**Request**
Print the lines of data from the line with "What element on screen corresponds to the glowing horizon?" to the line with "160, 357, 200]]", both included, without changing a single character.

[Entries on locating named things]
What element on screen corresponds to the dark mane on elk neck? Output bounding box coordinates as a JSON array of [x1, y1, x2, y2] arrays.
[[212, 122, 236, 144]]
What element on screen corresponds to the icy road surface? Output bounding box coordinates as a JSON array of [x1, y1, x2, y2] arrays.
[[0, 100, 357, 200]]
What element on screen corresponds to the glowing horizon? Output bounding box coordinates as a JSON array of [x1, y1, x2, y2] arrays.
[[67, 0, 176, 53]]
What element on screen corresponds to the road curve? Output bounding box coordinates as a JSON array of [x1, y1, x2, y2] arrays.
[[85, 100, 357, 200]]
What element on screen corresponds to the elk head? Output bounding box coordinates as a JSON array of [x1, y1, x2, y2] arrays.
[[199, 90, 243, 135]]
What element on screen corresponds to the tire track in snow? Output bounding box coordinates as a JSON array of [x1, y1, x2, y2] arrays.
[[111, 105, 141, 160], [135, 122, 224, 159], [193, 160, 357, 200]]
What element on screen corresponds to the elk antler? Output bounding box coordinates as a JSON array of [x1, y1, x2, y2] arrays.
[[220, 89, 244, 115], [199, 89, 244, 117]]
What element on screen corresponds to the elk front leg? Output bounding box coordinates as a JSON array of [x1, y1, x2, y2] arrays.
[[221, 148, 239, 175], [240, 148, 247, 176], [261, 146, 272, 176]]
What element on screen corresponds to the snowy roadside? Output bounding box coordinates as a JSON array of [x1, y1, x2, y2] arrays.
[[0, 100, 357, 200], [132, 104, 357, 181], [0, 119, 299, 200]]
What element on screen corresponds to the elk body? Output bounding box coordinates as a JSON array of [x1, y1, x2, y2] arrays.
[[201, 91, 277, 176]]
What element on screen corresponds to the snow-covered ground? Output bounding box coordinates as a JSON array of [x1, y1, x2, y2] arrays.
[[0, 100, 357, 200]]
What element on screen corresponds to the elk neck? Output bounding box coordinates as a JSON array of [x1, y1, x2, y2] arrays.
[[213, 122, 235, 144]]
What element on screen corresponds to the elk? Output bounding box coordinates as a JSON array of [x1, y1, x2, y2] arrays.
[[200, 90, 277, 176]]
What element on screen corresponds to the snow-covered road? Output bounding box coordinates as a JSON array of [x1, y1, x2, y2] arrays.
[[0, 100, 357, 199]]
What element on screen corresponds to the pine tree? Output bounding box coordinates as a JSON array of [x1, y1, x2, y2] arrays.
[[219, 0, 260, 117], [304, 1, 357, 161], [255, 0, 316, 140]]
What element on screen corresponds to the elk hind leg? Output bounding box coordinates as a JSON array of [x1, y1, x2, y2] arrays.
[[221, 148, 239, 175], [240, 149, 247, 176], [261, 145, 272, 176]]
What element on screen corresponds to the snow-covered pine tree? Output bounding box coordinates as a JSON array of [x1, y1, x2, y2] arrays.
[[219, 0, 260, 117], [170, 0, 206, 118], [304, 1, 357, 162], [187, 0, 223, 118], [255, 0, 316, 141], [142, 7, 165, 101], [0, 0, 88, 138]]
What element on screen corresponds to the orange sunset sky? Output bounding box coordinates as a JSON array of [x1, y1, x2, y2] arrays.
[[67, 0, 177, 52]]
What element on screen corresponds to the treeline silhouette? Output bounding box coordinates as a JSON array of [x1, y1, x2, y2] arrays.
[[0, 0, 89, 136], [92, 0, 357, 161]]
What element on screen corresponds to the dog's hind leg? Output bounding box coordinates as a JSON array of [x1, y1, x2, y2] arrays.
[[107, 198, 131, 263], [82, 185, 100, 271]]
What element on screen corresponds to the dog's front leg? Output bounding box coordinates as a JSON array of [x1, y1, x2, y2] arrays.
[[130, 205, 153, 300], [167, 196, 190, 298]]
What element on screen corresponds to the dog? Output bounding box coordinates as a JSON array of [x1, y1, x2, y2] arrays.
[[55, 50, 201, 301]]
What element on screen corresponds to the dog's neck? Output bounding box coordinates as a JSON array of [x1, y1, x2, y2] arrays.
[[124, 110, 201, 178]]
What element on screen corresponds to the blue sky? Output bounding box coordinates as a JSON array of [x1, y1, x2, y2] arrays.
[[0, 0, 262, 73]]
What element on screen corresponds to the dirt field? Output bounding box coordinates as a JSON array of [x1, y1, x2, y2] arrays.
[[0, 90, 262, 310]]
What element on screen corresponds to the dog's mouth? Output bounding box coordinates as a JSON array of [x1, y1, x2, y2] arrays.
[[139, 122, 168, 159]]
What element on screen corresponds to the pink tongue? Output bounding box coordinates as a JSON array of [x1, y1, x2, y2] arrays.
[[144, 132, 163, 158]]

---

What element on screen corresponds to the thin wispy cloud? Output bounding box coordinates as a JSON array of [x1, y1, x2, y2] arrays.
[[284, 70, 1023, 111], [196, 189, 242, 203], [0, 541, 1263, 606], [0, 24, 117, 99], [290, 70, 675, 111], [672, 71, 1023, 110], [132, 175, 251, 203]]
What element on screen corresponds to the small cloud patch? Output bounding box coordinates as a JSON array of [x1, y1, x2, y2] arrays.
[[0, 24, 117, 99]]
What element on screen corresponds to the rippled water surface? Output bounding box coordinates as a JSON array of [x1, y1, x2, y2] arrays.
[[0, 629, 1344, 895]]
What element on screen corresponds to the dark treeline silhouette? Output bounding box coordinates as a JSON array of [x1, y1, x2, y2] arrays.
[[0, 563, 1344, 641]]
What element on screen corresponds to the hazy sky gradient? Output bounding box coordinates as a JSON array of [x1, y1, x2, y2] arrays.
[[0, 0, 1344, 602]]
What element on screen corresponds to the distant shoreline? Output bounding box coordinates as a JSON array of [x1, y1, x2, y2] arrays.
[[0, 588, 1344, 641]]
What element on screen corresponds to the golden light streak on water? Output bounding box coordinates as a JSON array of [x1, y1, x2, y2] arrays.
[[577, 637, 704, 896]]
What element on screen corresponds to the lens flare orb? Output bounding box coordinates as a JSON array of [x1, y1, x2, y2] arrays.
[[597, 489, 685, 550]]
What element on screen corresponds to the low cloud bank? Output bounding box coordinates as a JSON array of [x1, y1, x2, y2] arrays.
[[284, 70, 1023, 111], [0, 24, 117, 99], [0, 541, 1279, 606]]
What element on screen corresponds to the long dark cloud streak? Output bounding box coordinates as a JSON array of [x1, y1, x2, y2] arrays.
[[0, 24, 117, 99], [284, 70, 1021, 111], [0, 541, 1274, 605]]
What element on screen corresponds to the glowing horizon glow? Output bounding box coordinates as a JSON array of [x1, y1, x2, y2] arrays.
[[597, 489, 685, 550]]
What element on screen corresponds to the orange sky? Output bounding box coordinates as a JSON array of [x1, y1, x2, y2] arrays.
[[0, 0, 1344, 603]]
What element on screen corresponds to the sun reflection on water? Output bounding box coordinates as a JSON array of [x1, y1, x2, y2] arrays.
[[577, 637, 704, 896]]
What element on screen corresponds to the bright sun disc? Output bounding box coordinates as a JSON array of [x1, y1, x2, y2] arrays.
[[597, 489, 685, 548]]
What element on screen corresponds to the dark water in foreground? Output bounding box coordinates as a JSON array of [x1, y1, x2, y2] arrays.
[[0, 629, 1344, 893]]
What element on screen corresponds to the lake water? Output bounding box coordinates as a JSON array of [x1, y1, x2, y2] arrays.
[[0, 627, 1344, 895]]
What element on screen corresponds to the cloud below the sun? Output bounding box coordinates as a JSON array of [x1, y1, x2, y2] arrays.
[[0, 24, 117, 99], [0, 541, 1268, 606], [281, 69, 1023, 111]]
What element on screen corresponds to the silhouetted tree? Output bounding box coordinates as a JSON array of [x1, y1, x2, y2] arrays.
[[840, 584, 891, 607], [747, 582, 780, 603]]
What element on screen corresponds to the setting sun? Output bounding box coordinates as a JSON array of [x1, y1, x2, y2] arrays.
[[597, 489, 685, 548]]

**Solution**
What element on screen corresponds to the glowing horizon? Output bounding box coordinates as a JSON array of [x1, y1, x2, y2] arrays.
[[67, 0, 176, 53]]
What element on screen corresponds to the road curve? Output bounding box coordinates as a JSON array of [x1, y1, x2, y2] arrays.
[[85, 100, 357, 200]]
What element on screen corresponds to the elk head? Output bounding box coordinates as a JSON array of [x1, y1, x2, y2] arrays.
[[199, 90, 243, 135]]
What element on screen corresponds to the tire track in snow? Output bounding box coordinates as a JSON array of [x1, y1, x2, y2] arrays.
[[111, 105, 141, 160], [135, 122, 224, 159], [193, 160, 357, 200]]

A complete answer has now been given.